Write a continuation of the essay below on practice and transformation in the Christian life, starting right after its last sentence.

Excerpted passage
↓↓↓

We Can Be Transformed – The Practice Series – Part 2 - Pocket Fuel

Practice is the hardest part of learning, and training is the essence of transformation. -Anne Voskamp, “One Thousand Gifts.

We Can Be Transformed – The Practice Series – Part 2

Go to PART 1 | PART 2 | PART 3  |  PART 4  |  PART 5  |  PART 6

The essence of Christianity lies in transformation. No matter how things look right now, there is hope that they can be transformed. That we can be transformed.

That I can be.

So we pray, and we declare, and we work hard, and we wait for the miracle. That immediate relief of resurrection.

Does anyone else get disappointed that they don’t have a rock hard 6-pack after only a week of ab work?

Transformations takes time. It takes practice. And while it involves repetition, practice is not only doing the same thing over and over again. Practice is giving yourself to the work again, and again, and again. Each time you do, it might look different from the last, feel different, behave differently – you might need to adjust, change patterns, look at it from it a different perspective. But yet you practice, engage and listen. Learning is most often done across a span of days, weeks, months… years.

Patience, dear one. Stay awake. Practice.

One day, Jesus was dead, and then suddenly (although we don’t really know how it happened), he wasn’t anymore. He came back to life. Instant? Miraculous?

But the resurrection on its own changes nothing – it’s just a great story.

↑↑↑

Listed entries
↓↓↓

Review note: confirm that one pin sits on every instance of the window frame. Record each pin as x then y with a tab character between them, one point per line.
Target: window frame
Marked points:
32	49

↑↑↑
↓↓↓

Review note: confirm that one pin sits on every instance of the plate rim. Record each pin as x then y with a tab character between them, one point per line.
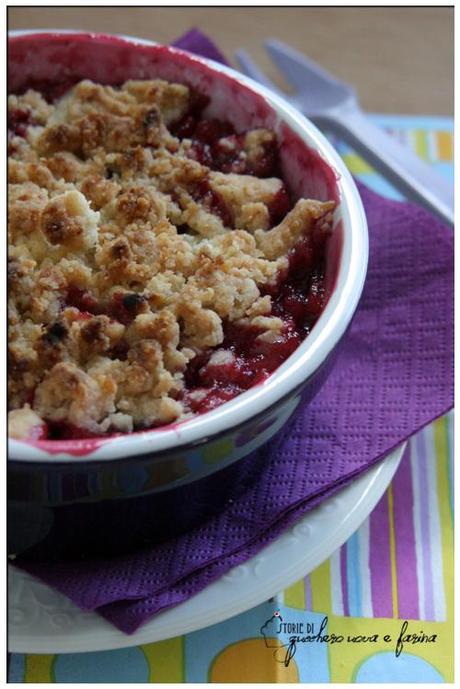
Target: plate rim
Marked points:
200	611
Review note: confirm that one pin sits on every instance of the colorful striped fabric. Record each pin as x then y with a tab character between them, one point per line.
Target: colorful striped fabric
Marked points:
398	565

↑↑↑

Response
We need to hear about Jesus birth – the incarnation; his anonymous years of training and learning and practice, and then his years of “ministry” – of revolution, disruption, and grace. We need to imagine ourselves around the table at Passover, breaking bread and drinking wine and hearing him talk of Kingdom and have him wash our feet. Then find him in the garden, sweating blood – his body wracked with stress and weight; watch as the centurions come and arrest him, taking him to an unfair trial conducted in the secrecy of night, sprinkled with bought witnesses and “mind already made up” judges.

Listen as the crowds beg for Barrabus and condemn him to death: the crowds his own countrymen. Then sit at the foot of the cross and watch hour after hour as his tortured body leaks breath and blood and life. Hear him say, “My God, My God, why have you forsaken me?” with all the pain in the world dripping from his tongue. And then with devastated painful relief, listen to him breathe for the last time.

It's then that you realize that the resurrection was a long time in the making.

PRACTICE
What are you learning? Is it forgiveness? Is it a cooking style? (it all belongs). You’re a student, so don’t expect yourself to be a master. You are free to learn. Enjoy it.

Go to Part 3 – Daily Practice »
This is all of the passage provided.